(Point annotation data)

>>>

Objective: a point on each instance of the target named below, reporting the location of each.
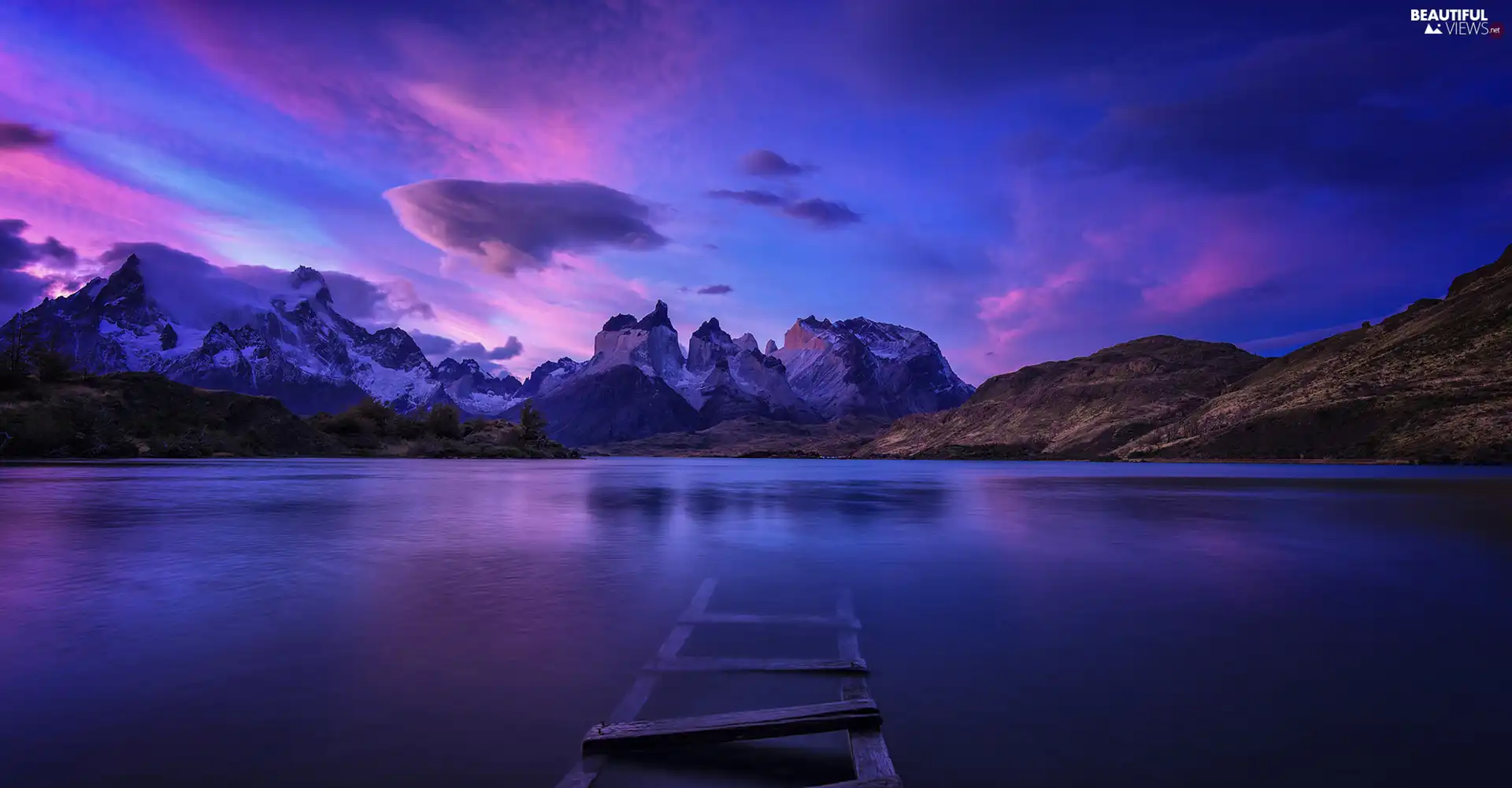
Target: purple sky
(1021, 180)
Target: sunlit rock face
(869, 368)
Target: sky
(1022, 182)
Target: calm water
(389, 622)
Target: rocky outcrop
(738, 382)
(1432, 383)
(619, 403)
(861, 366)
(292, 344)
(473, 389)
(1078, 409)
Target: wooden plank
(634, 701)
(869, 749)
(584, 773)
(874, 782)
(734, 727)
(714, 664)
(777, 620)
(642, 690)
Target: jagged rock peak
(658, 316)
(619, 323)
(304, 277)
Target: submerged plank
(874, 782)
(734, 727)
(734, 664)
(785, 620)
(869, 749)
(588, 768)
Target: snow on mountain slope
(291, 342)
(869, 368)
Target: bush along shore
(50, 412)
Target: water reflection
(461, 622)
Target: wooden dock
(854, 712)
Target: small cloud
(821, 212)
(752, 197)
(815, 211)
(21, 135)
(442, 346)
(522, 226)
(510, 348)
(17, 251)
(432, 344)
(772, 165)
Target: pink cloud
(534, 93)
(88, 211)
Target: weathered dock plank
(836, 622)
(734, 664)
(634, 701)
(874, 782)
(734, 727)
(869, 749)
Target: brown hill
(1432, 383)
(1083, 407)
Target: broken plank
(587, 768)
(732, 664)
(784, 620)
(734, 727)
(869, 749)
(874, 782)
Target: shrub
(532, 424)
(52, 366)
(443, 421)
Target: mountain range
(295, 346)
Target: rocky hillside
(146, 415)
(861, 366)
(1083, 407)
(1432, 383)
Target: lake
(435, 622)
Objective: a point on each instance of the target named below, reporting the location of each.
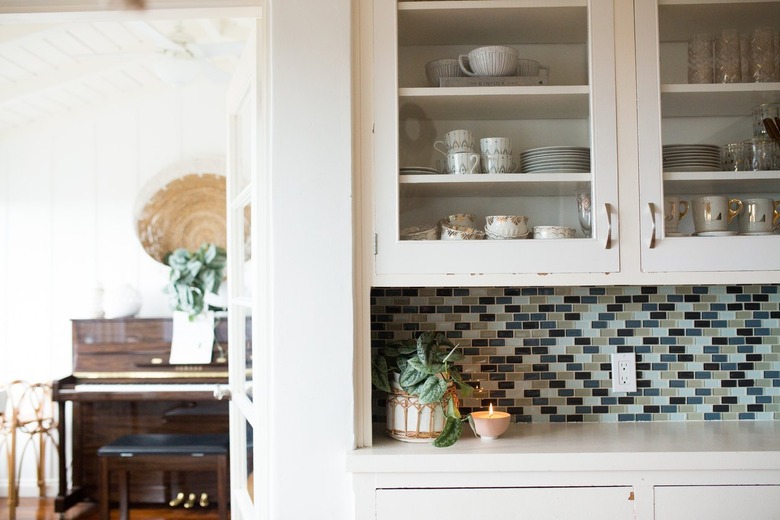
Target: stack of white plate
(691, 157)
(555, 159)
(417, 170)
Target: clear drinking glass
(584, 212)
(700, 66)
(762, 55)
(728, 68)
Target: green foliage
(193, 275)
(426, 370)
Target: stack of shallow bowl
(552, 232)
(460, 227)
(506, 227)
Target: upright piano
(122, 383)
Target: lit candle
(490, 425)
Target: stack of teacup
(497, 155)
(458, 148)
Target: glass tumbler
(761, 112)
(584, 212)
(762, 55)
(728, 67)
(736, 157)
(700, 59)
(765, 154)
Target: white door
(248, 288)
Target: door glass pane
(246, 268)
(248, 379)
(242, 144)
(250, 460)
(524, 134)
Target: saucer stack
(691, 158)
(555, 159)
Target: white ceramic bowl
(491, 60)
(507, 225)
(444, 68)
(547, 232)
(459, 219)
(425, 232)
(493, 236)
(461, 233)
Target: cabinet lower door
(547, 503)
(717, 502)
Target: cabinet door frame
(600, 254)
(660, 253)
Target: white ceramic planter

<<<

[Short exercise] Reproduce, word for word, the part of the material that begins with the line containing "Target: submerged plank" and continues through the final line of the material. Leave out the picture.

[Worked answer]
Target: submerged plank
(874, 782)
(734, 727)
(734, 664)
(785, 620)
(869, 749)
(588, 768)
Target: snow on mountain slope
(291, 342)
(869, 368)
Target: bush along shore
(50, 412)
Target: water reflection
(461, 622)
Target: wooden dock
(854, 712)
Target: small cloud
(821, 212)
(752, 197)
(815, 211)
(21, 135)
(442, 346)
(522, 226)
(510, 348)
(17, 251)
(432, 344)
(772, 165)
Target: pink cloud
(534, 93)
(88, 211)
Target: weathered dock plank
(836, 622)
(734, 664)
(634, 701)
(874, 782)
(734, 727)
(869, 749)
Target: brown hill
(1432, 383)
(1083, 407)
Target: broken plank
(587, 768)
(732, 664)
(784, 620)
(734, 727)
(869, 749)
(874, 782)
Target: shrub
(532, 424)
(52, 366)
(443, 421)
Target: mountain range
(295, 346)
Target: rocky hillside
(146, 415)
(861, 366)
(1083, 407)
(1432, 383)
Target: lake
(435, 622)
Objective: a point on each instance of the target named below, reporting the location of each.
Target: stack of white plate
(691, 157)
(555, 159)
(417, 170)
Target: clear drinking glass
(584, 212)
(700, 66)
(762, 55)
(728, 68)
Target: green foliage
(193, 275)
(426, 370)
Target: stack of shallow bowl
(552, 232)
(460, 227)
(506, 227)
Target: upright piano
(122, 383)
Target: lit candle
(490, 425)
Target: stack of teacup
(497, 155)
(458, 148)
Target: glass tumbler
(761, 112)
(584, 212)
(762, 55)
(728, 67)
(736, 157)
(700, 59)
(765, 154)
Target: white door
(248, 288)
Target: door glass pane
(246, 268)
(248, 379)
(242, 144)
(250, 460)
(524, 134)
Target: saucer stack
(691, 158)
(555, 159)
Target: white ceramic bowl
(491, 60)
(507, 225)
(444, 68)
(547, 232)
(459, 219)
(425, 232)
(493, 236)
(461, 233)
Target: cabinet lower door
(547, 503)
(717, 502)
Target: cabinet door frame
(600, 254)
(660, 253)
Target: white ceramic planter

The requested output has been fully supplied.